READING TEXT Block Start

The framework unifies three complementary attack vectors into a single Maximum Vulnerability Score ( $S_{max}$ ):

Canary Sequence Extraction (Sequence Recovery):
- Method: The model is conditioned on a prefix of a canary sequence, and beam search is used to attempt recovery of the remainder.
- Metric: Exposure (based on rank among all possible sequences) and extraction success rate.
Perplexity-Based Detection:
- Method: Compares the perplexity (loss) assigned to memorized canary sequences versus held-out test sequences.
- Metric: Gap Ratio (Test Perplexity / Canary Perplexity). A ratio > 1.0 indicates the model assigns lower loss to memorized data.
Membership Inference Attack (MIA):
- Method: Uses a Likelihood Ratio Attack (LiRA) to determine if a specific sequence was in the training set based on loss distributions.
- Metric: AUC-ROC (Area Under the Curve).

C. Risk Aggregation

The final risk score is calculated as the maximum of the normalized scores from the three vectors ( $S_{config} = \max(s_{ppl}, s_{ext}, s_{mia})$ ). This "worst-case" approach ensures that if any vector reveals a vulnerability, the model is flagged as risky.

3. Key Contributions

First Systematic Framework for GLMs: Introduces a unified pipeline to quantify memorization risks specifically for genomic models, addressing a gap in the literature.
Multi-Vector Necessity: Demonstrates that different architectures leak information through different vectors (e.g., one model may be vulnerable to extraction but not perplexity analysis), proving that single-metric audits are insufficient.
Scaling Law Validation: Confirms that duplication-driven memorization scaling laws observed in natural language models (Carlini et al.) also apply to genomic data.
LoRA Evaluation: Provides empirical evidence that parameter-efficient fine-tuning (LoRA) on large pre-trained models does not inherently prevent memorization; in fact, it may concentrate risk.

4. Key Results

A. Maximum Vulnerability Scores

Evo (LoRA): Showed the highest risk ( $S_{model} = 1.00$ ). It achieved 100% extraction success on all real genomic datasets, regardless of repetition count. This challenges the assumption that LoRA limits memorization.
DNABERT-2 & HyenaDNA: Clustered in a moderate risk range ( $S_{model} \approx 0.48 - 0.55$ $S_{m o d e l} \approx 0.48 - 0.55$ ).
- DNABERT-2 was highly resistant to extraction (12-15%) but showed the strongest perplexity gap (1.51–1.61), indicating memorization exists in the model's internal representations even if not recoverable via generation.
- HyenaDNA showed low extraction and low perplexity signals but still retained a detectable membership signal.
SimpleDNALM: Showed a clear monotonic relationship between data duplication and extraction (rising from ~8% at 1x repetition to ~100% at 20x).

B. Architecture vs. Data

Architecture is the Primary Driver: The relative ordering of models regarding memorization risk remained consistent across all datasets (Synthetic, Prokaryotic, Eukaryotic).
Data Structure Impact: Evo's extraction success dropped significantly on synthetic data (63-69%) compared to real genomic data (100%), suggesting that biological structure provides contextual cues that facilitate extraction in large pre-trained models.

C. Membership Inference

All models exhibited Membership Inference AUC scores between 0.70 and 0.79, indicating that an adversary can infer training set membership at rates significantly above random guessing, even for models with low extraction rates.

5. Significance and Implications

Regulatory Compliance: The findings suggest that releasing fine-tuned GLMs without multi-vector privacy auditing poses a significant compliance risk, as single-metric tests can systematically underestimate privacy exposure.
Defense Limitations: The study highlights that standard defenses (like LoRA) are insufficient on their own. The "worst-case" scoring mechanism provides a conservative bound for auditing.
Future Directions: The paper calls for the adoption of multi-vector auditing as a standard practice in genomic AI. It also identifies limitations, such as the use of synthetic canaries, suggesting future work should test with biologically realistic probes and larger dataset scales.

In conclusion, the paper establishes that memorization is a measurable and variable risk in GLMs, heavily dependent on model architecture and fine-tuning strategy, and necessitates a comprehensive, multi-vector approach to privacy auditing.

READING TEXT Block End

§ TASK REQUIREMENTS
a: In the genomic language model summary, what range did every model's Membership Inference AUC score fall within?
b: Extract the passage of the genomic language model summary that runs from "DNABERT-2 & HyenaDNA: Clustered" up to and including "detectable membership signal.".

EXTRACTED MATERIAL Block Start

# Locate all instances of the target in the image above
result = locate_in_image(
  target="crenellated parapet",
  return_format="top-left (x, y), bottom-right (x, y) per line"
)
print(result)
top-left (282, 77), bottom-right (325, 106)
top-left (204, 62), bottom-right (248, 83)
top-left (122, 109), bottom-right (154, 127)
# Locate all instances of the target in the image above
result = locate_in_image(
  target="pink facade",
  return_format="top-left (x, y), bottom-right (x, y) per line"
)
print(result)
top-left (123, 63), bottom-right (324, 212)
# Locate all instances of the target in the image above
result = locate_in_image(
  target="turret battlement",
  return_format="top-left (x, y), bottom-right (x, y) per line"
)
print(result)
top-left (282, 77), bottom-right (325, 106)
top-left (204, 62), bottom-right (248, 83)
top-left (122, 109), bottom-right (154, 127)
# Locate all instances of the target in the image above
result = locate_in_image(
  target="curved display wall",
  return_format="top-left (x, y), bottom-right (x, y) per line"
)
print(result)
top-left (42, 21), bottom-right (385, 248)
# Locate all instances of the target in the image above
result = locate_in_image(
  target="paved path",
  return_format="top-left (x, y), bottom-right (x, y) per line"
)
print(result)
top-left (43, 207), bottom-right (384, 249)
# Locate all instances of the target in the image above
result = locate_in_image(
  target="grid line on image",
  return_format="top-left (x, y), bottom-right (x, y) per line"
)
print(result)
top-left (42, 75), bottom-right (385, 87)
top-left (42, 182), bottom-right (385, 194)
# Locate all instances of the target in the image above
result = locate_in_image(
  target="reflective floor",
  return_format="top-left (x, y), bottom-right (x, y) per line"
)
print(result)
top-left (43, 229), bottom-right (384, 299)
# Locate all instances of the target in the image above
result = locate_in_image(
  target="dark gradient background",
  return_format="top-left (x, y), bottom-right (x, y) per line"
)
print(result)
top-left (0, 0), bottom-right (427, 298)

EXTRACTED MATERIAL Block End

§ RESULTS
a: Between 0.70 and 0.79.

b:
DNABERT-2 & HyenaDNA: Clustered in a moderate risk range ( $S_{model} \approx 0.48 - 0.55$ $S_{m o d e l} \approx 0.48 - 0.55$ ).
- DNABERT-2 was highly resistant to extraction (12-15%) but showed the strongest perplexity gap (1.51–1.61), indicating memorization exists in the model's internal representations even if not recoverable via generation.
- HyenaDNA showed low extraction and low perplexity signals but still retained a detectable membership signal.